Work to do ::
a) In the passage below on DB2 workload management event monitors, transcribe the text from "Historical monitoring with" up to and including "for historical analysis.".
b) Answer these questions using the passage below on DB2 workload management event monitors.
(i) At what point is information about an activity collected when COLLECT ACTIVITY DATA is specified?
(ii) Which view can be queried to obtain details about a threshold?
(iii) For which activity measurements does the aggregate data include histograms?

Source excerpt ::
____

DB2 10.5 for Linux, UNIX, and Windows

Historical monitoring with WLM event monitors

DB2® workload management uses event monitors to capture information that might be of use in the future or for historical analysis.

Three event monitors are available for you to use. Each event monitor serves a different purpose:
Activity event monitor
This monitor captures information about individual activities in a service class, workload, or work class or activities that violated a threshold. The amount of data that is captured for each activity is configurable and should be considered when you determine the amount of disk space and the length of time required to keep the monitor data. A common use for activity data is to use it as input to tools such as db2advis or to use access plans (from the explain utility) to help determine table, column, and index usage for a set of queries.

You can collect information about an activity by specifying COLLECT ACTIVITY DATA for the service class, workload, or work action to which such an activity belongs or a threshold that might be violated by such an activity. The information is collected when the activity completes, regardless of whether the activity completes successfully.

Note that if an activities event monitor is active when the database deactivates, any backlogged activity records in the queue are discarded. To ensure that you obtain all activities event monitor records and that none are discarded, explicitly deactivate the activities event monitor first before deactivating the database. When an activities event monitor is explicitly deactivated, all backlogged activity records in the queue are processed before the event monitor deactivates.

Threshold violations event monitor
This monitor captures information when a threshold is violated. It indicates what threshold was violated, the activity that caused the violation, and what action was taken when it occurred.

If you specify COLLECT ACTIVITY DATA for the threshold and an activities event monitor is created and active, information is also collected about activities that violate the threshold, but this information is collected when the activity ends (either successfully or unsuccessfully).

You can obtain details about a threshold by querying the SYSCAT.THRESHOLDS view.

Statistics event monitor
This monitor serves as a low-overhead alternative to capturing detailed activity information by collecting aggregate data (for example, the number of activities completed and average execution time). Aggregate data includes histograms for a number of activity measurements including lifetime, queue time, execution time and estimated cost. You can use histograms to understand the distribution of values, identify outliers, and compute additional statistics such as averages and standard deviations. For example, histograms can help you understand the variation in lifetime that users experience. The average life time alone does not reflect what a user experiences if there is a high degree of variability. See Collecting workload management statistics using a statistics event monitor for a description of how to send statistics to the event monitor.

____

Record set ::
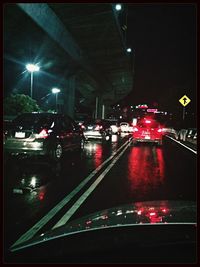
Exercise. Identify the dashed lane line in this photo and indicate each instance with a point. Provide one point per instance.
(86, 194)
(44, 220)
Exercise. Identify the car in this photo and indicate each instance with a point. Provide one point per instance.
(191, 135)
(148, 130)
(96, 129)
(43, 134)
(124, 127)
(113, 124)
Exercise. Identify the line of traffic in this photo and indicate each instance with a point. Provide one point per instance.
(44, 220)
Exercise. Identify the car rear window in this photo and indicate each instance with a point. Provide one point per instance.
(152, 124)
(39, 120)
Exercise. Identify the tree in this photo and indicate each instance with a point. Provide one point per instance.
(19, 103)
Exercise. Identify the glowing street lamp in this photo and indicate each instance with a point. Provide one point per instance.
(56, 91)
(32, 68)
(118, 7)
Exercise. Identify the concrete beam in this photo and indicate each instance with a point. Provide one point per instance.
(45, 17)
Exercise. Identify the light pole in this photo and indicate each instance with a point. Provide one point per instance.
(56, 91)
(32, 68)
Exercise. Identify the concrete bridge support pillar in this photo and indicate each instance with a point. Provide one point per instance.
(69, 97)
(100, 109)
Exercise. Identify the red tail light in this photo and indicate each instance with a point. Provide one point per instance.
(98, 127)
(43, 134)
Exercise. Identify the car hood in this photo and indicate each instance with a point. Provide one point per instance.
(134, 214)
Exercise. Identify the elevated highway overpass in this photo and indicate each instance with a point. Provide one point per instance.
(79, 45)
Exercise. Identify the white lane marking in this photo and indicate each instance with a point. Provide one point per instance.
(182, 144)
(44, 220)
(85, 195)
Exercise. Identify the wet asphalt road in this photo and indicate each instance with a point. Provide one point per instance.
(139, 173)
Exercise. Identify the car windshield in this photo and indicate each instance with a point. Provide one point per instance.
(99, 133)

____

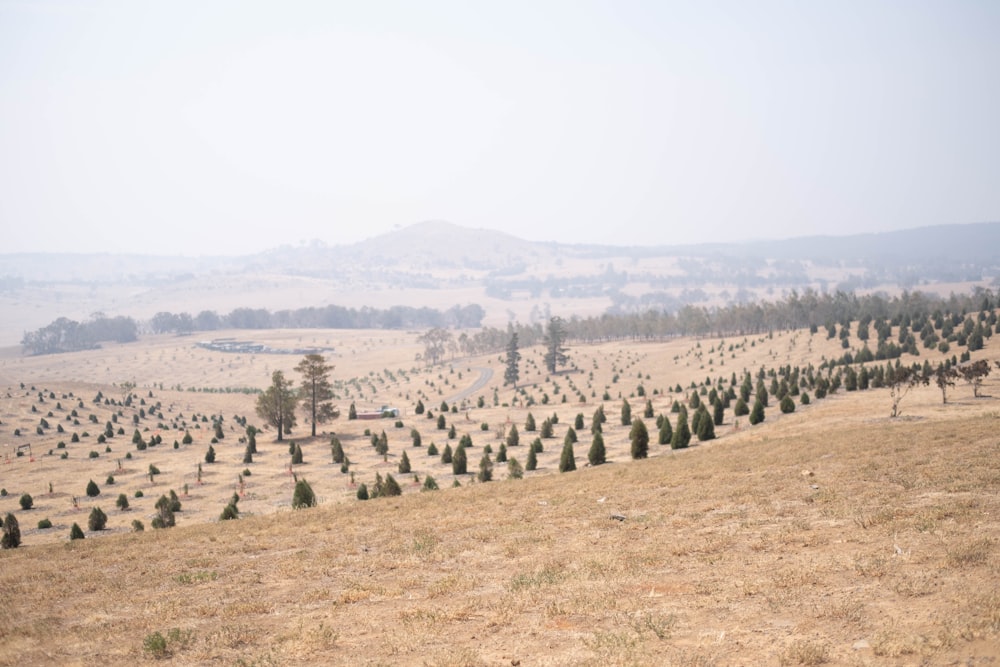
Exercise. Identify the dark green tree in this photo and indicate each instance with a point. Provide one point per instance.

____

Worked solutions ::
a)
Historical monitoring with WLM event monitors

DB2® workload management uses event monitors to capture information that might be of use in the future or for historical analysis.

b)
(i) It is collected when the activity completes, whether or not it completes successfully.
(ii) The SYSCAT.THRESHOLDS view.
(iii) Lifetime, queue time, execution time, and estimated cost.